## begin

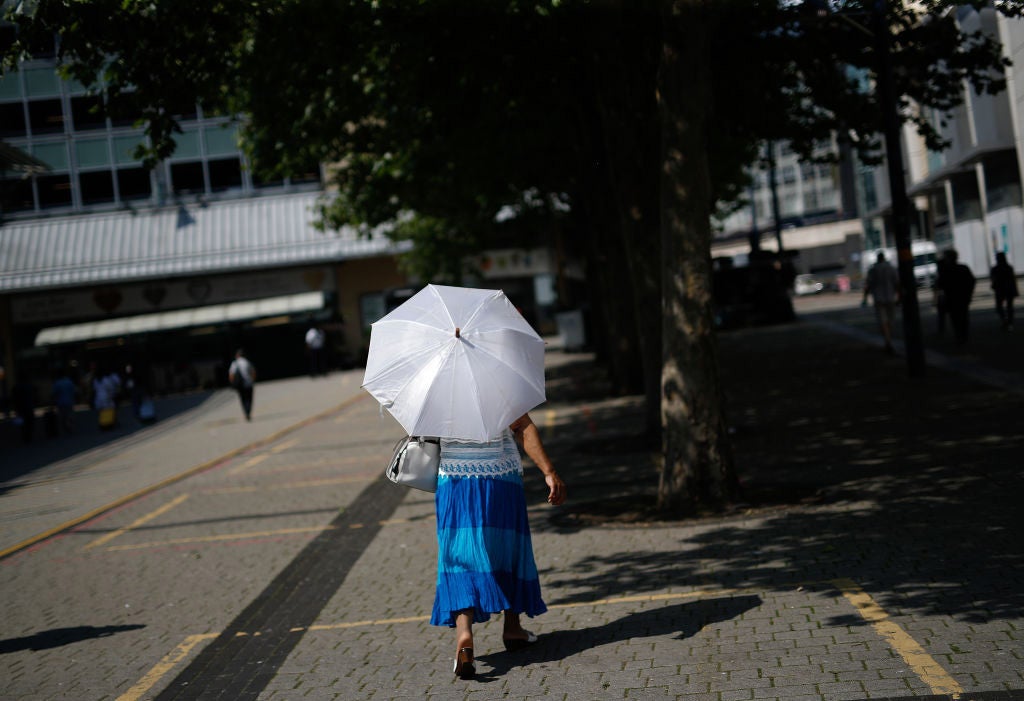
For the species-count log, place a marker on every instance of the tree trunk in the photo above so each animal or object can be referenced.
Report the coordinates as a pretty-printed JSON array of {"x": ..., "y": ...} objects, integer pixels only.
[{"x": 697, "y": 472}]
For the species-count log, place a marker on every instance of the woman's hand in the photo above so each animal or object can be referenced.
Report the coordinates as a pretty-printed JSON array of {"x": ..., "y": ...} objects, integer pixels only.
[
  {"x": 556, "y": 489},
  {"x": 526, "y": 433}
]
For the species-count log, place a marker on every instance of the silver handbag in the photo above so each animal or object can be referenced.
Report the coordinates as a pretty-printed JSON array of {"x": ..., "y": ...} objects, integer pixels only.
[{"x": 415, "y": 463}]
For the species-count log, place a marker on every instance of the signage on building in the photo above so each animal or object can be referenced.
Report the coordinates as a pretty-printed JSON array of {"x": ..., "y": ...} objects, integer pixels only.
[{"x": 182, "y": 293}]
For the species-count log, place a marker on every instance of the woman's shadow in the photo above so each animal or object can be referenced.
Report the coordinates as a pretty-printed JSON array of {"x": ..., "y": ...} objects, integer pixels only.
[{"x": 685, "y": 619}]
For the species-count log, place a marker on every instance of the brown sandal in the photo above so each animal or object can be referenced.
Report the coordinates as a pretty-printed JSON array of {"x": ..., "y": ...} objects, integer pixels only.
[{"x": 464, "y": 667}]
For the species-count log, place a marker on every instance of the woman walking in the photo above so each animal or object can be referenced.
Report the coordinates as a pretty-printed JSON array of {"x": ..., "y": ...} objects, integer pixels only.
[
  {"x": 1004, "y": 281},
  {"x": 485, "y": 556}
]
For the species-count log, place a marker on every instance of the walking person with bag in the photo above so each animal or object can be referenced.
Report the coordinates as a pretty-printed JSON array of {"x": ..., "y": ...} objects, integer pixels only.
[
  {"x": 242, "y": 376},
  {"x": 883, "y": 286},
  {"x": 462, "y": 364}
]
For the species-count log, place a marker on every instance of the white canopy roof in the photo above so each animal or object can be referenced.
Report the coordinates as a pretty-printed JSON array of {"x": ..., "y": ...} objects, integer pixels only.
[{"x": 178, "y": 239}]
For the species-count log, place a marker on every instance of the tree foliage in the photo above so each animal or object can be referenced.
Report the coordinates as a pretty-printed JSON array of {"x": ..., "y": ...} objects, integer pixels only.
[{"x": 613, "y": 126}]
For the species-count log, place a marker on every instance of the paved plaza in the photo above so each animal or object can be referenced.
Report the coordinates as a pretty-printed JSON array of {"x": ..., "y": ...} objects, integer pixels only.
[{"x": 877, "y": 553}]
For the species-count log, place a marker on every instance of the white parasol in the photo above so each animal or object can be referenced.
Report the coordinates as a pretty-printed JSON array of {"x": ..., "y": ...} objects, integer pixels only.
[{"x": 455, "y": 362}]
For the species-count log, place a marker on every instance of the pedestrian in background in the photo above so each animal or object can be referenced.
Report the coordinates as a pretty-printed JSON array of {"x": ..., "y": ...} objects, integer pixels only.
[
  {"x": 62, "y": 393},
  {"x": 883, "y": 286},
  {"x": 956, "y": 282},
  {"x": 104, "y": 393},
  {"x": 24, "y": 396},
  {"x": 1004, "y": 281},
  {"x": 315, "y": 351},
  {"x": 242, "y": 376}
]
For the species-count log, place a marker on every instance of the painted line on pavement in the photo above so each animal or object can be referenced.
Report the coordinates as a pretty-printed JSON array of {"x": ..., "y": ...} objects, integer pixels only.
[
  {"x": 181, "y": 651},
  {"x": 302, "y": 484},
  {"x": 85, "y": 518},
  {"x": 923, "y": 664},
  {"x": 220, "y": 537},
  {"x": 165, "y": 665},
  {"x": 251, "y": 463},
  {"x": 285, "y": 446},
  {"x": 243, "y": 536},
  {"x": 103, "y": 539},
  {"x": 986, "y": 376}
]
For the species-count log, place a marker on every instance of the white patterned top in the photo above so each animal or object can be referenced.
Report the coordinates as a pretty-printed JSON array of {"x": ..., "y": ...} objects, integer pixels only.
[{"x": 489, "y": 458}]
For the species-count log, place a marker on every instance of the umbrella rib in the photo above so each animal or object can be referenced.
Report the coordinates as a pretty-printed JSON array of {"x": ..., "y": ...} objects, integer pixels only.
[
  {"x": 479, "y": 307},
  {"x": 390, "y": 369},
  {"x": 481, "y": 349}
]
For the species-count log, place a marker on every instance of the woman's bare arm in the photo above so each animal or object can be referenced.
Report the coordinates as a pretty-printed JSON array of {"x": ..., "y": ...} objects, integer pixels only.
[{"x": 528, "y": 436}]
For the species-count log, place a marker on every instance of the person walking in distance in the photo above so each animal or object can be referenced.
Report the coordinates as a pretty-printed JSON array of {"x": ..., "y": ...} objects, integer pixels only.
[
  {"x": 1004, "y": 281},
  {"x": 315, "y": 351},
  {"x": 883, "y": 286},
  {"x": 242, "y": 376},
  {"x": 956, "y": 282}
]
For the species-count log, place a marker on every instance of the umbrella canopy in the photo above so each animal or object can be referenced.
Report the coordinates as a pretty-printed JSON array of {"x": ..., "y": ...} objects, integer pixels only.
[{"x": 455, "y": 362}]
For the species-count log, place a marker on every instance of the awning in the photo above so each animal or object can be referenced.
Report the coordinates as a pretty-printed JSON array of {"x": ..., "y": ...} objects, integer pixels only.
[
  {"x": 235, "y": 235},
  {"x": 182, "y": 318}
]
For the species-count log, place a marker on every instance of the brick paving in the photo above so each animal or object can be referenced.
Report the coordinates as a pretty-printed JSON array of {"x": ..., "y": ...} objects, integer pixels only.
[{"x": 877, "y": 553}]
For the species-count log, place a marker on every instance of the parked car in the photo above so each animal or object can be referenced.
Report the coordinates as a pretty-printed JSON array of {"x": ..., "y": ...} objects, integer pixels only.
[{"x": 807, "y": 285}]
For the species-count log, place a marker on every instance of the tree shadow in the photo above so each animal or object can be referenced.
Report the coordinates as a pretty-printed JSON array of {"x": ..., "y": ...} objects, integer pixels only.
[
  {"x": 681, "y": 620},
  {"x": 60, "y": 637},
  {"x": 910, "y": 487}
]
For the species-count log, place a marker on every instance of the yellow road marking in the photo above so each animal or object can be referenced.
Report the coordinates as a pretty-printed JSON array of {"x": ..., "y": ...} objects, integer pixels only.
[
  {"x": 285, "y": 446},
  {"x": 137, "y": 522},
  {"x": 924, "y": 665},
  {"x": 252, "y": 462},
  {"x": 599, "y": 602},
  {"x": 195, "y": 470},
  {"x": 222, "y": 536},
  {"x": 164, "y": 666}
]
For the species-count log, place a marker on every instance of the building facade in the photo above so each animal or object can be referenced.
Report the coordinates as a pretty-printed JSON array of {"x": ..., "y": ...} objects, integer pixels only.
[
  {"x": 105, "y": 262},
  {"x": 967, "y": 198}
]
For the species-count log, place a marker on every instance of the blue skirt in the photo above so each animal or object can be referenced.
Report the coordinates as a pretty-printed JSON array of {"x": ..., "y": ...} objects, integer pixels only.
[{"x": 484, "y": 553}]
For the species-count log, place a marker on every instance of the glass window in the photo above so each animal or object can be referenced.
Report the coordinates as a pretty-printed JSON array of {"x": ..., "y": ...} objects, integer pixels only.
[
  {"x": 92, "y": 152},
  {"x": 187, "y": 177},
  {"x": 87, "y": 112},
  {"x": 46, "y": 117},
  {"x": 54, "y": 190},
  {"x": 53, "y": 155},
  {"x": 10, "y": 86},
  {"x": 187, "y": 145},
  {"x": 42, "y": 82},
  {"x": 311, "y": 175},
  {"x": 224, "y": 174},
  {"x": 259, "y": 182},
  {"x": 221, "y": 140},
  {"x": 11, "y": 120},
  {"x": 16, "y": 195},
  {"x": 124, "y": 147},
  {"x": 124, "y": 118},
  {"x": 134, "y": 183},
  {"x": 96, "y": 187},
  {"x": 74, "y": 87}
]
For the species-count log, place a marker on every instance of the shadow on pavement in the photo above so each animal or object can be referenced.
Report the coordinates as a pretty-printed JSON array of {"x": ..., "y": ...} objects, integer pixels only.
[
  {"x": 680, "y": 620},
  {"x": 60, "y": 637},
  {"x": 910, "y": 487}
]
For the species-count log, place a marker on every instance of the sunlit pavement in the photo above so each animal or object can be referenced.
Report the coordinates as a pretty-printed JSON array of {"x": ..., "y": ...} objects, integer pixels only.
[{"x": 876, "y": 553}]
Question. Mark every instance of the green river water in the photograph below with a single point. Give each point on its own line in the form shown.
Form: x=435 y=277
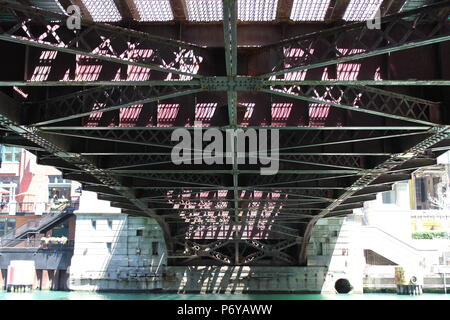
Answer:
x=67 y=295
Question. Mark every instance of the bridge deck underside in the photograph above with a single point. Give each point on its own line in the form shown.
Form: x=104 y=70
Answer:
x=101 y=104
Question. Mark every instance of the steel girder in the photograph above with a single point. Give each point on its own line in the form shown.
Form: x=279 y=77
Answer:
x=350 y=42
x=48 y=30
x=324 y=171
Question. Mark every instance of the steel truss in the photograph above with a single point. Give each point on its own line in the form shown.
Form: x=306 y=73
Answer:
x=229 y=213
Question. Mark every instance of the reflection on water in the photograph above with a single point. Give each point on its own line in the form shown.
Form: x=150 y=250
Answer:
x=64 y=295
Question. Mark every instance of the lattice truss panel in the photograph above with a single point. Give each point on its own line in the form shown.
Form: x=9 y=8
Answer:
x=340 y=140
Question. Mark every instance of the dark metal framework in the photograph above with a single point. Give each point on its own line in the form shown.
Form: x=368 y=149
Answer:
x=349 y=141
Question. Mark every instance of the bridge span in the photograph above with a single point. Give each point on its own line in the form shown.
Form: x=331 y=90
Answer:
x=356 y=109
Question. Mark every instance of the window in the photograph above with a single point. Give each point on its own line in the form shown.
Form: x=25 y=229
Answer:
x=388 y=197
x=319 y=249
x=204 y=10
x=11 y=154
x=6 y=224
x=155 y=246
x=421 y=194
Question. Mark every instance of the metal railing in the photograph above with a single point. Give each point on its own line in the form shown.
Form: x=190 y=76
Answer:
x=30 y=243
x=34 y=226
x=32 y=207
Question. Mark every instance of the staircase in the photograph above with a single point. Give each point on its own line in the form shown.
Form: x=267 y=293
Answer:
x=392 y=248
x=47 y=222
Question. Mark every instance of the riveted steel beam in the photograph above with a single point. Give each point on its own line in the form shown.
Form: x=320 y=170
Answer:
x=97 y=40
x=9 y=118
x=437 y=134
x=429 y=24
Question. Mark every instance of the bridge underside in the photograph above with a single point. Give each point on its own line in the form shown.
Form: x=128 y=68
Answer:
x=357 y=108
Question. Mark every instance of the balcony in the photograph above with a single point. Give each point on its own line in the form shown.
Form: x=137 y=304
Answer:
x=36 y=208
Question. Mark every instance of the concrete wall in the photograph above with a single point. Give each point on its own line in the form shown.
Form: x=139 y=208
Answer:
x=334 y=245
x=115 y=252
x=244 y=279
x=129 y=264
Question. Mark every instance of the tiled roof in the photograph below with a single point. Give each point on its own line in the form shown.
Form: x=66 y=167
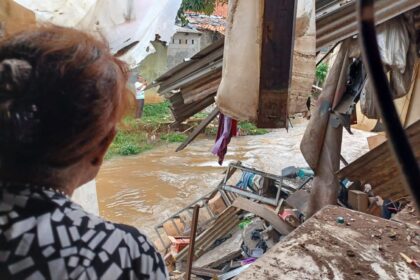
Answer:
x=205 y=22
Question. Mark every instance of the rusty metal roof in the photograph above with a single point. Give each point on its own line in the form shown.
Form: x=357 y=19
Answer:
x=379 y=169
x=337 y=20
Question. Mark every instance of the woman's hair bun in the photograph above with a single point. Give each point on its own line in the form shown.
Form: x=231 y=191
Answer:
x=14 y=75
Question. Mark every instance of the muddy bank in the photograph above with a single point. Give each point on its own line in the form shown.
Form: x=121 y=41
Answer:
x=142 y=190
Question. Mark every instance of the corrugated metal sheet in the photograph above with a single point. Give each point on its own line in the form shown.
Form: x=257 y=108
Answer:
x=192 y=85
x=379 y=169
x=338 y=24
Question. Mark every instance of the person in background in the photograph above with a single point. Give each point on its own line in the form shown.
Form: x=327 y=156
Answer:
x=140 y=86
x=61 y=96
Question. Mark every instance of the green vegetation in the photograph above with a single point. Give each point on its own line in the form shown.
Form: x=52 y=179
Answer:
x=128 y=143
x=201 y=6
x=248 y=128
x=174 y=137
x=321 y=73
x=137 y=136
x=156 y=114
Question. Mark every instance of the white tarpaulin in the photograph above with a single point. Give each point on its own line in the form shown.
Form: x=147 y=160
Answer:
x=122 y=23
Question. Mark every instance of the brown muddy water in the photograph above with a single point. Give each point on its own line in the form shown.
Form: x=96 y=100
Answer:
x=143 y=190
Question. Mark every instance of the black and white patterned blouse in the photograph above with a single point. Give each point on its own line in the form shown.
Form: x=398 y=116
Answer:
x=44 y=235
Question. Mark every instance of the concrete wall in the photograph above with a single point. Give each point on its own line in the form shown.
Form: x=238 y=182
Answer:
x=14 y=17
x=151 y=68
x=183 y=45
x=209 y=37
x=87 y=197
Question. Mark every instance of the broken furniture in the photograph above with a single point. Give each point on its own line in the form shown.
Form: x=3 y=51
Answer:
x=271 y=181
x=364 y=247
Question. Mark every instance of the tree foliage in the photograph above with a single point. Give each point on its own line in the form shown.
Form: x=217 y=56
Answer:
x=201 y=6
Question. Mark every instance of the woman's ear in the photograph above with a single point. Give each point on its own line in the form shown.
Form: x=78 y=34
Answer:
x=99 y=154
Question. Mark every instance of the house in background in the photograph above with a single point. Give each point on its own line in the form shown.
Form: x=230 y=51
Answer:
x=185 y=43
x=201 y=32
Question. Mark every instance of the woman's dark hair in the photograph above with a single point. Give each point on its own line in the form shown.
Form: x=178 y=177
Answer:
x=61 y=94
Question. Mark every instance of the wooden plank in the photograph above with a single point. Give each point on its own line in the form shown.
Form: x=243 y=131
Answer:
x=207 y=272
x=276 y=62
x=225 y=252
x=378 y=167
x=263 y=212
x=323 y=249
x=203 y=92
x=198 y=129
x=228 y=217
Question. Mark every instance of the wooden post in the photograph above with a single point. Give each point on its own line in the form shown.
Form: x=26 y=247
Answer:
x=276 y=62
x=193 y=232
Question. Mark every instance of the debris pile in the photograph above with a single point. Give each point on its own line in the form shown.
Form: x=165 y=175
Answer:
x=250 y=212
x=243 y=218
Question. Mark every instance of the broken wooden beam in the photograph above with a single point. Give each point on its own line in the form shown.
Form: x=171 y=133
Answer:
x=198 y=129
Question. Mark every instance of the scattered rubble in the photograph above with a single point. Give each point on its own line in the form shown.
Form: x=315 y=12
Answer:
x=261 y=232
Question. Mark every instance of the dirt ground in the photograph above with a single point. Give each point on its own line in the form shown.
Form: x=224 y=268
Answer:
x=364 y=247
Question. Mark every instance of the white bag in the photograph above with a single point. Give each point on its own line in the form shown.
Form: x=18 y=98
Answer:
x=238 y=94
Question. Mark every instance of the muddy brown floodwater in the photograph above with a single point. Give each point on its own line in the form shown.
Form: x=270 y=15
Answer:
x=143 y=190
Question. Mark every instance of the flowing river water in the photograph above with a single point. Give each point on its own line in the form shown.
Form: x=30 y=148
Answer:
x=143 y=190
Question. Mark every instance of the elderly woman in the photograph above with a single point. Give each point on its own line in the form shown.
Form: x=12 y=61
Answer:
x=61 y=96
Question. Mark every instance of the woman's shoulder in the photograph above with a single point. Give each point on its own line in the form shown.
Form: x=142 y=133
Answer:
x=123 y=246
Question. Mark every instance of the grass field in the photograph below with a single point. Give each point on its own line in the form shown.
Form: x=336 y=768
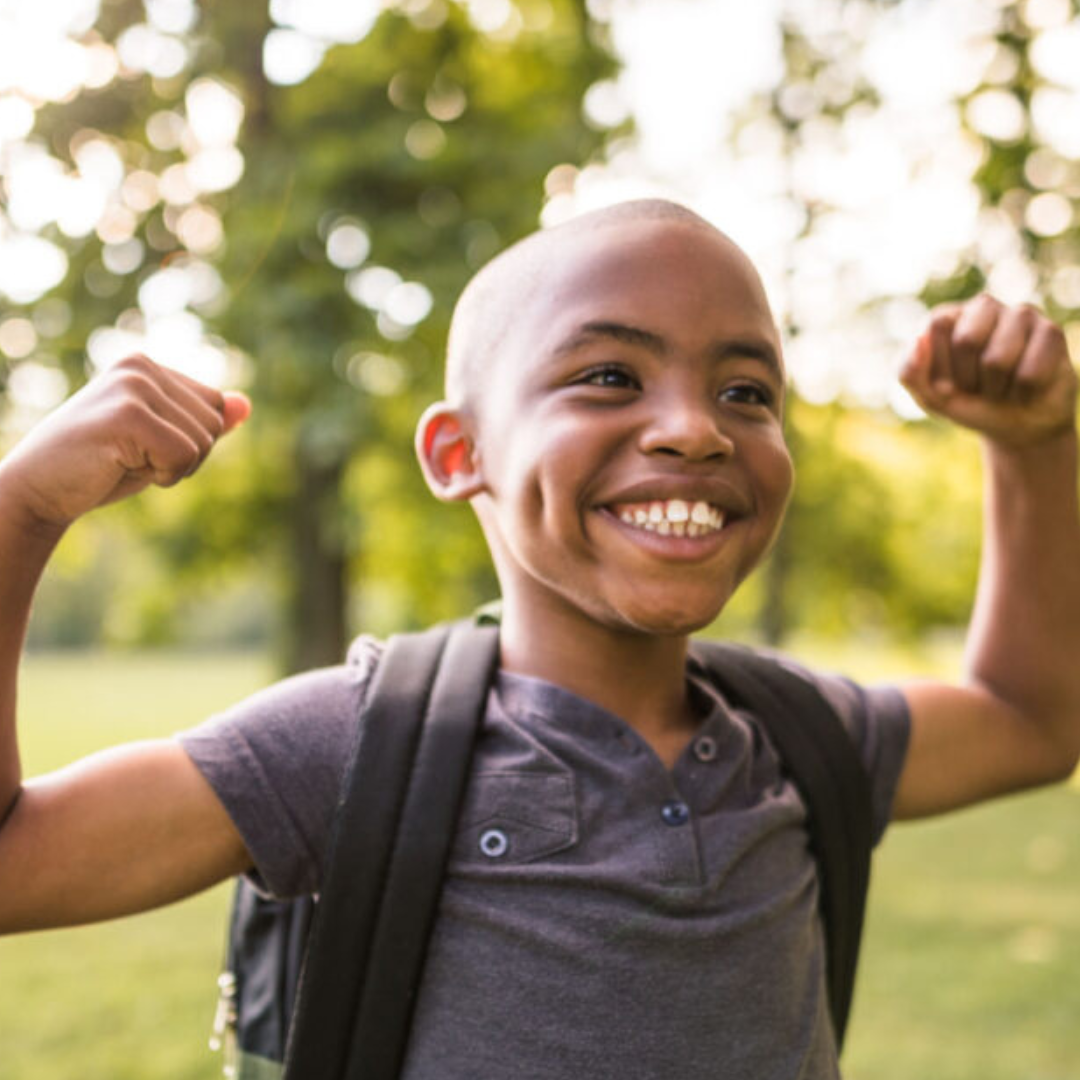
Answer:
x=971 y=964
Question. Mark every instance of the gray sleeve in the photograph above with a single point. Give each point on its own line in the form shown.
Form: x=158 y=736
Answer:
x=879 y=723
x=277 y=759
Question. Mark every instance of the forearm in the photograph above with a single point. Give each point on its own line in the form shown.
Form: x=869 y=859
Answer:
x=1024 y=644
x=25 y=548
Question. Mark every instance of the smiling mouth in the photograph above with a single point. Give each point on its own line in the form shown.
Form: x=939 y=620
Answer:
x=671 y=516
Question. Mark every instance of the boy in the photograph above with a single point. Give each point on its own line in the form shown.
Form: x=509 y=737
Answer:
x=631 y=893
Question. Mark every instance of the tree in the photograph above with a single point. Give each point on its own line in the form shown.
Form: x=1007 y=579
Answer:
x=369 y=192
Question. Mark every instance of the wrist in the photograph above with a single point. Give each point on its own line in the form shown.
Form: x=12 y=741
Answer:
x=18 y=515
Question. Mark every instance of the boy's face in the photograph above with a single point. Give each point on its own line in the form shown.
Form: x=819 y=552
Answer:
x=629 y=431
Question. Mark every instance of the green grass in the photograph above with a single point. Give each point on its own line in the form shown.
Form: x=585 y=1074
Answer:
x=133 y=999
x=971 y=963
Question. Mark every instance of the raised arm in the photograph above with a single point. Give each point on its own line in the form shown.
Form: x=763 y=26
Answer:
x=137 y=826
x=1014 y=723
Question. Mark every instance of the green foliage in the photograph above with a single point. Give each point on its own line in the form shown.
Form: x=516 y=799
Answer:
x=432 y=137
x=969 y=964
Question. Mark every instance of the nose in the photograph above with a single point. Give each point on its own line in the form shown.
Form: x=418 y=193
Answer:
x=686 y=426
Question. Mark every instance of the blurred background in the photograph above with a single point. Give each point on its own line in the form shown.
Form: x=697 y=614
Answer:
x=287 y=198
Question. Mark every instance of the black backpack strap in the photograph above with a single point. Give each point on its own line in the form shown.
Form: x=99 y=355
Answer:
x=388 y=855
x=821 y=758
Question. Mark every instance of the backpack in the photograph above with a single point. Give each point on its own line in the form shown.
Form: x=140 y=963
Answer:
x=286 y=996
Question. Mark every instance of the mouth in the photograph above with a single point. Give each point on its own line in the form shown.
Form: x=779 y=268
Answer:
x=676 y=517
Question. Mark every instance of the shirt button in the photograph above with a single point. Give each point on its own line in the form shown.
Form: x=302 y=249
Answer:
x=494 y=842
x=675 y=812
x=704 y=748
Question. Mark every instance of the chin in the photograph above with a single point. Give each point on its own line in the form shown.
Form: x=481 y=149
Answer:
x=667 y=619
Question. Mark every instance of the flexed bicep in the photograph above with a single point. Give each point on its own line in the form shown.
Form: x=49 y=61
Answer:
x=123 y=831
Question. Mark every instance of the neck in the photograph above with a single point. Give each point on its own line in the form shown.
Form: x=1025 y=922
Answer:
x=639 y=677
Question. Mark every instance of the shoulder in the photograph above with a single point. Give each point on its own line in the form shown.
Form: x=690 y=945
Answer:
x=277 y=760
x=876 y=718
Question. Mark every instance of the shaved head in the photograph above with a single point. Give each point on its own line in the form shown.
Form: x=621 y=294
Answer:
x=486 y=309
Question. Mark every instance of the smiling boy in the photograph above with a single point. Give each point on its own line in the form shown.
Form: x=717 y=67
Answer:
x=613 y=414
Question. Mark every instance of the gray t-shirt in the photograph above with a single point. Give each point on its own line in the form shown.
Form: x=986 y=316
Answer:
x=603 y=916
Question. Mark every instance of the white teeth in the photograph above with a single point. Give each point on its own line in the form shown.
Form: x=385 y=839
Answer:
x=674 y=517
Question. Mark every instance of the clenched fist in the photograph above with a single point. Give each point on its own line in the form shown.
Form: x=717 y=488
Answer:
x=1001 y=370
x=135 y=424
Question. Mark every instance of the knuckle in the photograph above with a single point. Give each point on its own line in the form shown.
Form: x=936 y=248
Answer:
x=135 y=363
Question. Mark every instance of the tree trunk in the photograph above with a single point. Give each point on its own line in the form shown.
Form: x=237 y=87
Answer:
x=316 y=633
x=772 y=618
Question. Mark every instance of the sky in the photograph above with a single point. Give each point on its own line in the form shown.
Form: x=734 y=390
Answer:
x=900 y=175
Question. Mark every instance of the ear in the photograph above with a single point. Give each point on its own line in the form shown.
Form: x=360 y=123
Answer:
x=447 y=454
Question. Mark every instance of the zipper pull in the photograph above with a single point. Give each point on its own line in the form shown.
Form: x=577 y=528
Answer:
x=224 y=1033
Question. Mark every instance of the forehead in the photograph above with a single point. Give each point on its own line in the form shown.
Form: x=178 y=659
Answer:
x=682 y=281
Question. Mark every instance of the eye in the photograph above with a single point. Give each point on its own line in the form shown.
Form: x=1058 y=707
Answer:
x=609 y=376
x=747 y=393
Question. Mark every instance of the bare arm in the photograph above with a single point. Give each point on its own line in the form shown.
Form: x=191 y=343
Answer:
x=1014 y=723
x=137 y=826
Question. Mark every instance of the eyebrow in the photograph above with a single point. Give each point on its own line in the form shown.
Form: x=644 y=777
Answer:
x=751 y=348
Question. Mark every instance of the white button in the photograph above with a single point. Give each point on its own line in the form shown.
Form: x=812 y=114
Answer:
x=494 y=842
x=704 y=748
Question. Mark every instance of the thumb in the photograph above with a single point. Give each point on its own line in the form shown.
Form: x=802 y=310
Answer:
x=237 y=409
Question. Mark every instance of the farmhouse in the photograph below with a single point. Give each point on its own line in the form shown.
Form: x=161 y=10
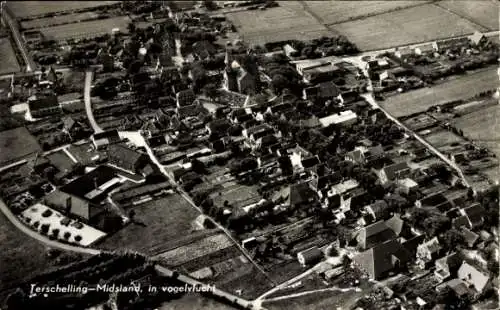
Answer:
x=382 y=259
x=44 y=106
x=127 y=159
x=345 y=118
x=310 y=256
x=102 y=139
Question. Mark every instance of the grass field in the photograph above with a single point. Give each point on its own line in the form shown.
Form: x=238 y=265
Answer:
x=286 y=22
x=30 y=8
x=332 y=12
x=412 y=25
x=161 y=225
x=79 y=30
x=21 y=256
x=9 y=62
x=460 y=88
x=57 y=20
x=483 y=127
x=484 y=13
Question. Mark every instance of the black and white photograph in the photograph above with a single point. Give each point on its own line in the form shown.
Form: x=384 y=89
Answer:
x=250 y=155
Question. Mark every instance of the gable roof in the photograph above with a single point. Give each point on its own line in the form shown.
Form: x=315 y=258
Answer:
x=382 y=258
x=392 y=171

## end

Convert the lines above between the one holding "Question. Mark every instance of the white teeth" and the one holding "x=900 y=175", inclusive, into a JSON list of strings, one string per line, leaving out blank lines.

◆ SOLVED PROBLEM
[
  "Question. Mark every instance of the white teeth in the photograph above with a single point. Give each point on its own line in the form shown.",
  "Form: x=385 y=839",
  "Answer:",
  "x=674 y=517",
  "Question. Mark every instance of the clenched fist in the photograph above with a single point. Give each point on its own line in the form shown.",
  "Form: x=717 y=488",
  "Answer:",
  "x=1001 y=370",
  "x=135 y=424",
  "Question. Mark every instance of the knuckle in the photograph above with a single point. Give each point on its own line in the form shown.",
  "Form: x=936 y=248",
  "Answer:",
  "x=135 y=363",
  "Question. Mark every instance of the tree trunk in the photograph above with a single point. Give each point on its own line in the form shown.",
  "Form: x=237 y=87",
  "Answer:",
  "x=316 y=633",
  "x=772 y=618",
  "Question. Mark every instance of the sky in the photograph above with a single point. Give each point on its own line in the form shown.",
  "Form: x=734 y=390",
  "Answer:",
  "x=900 y=175"
]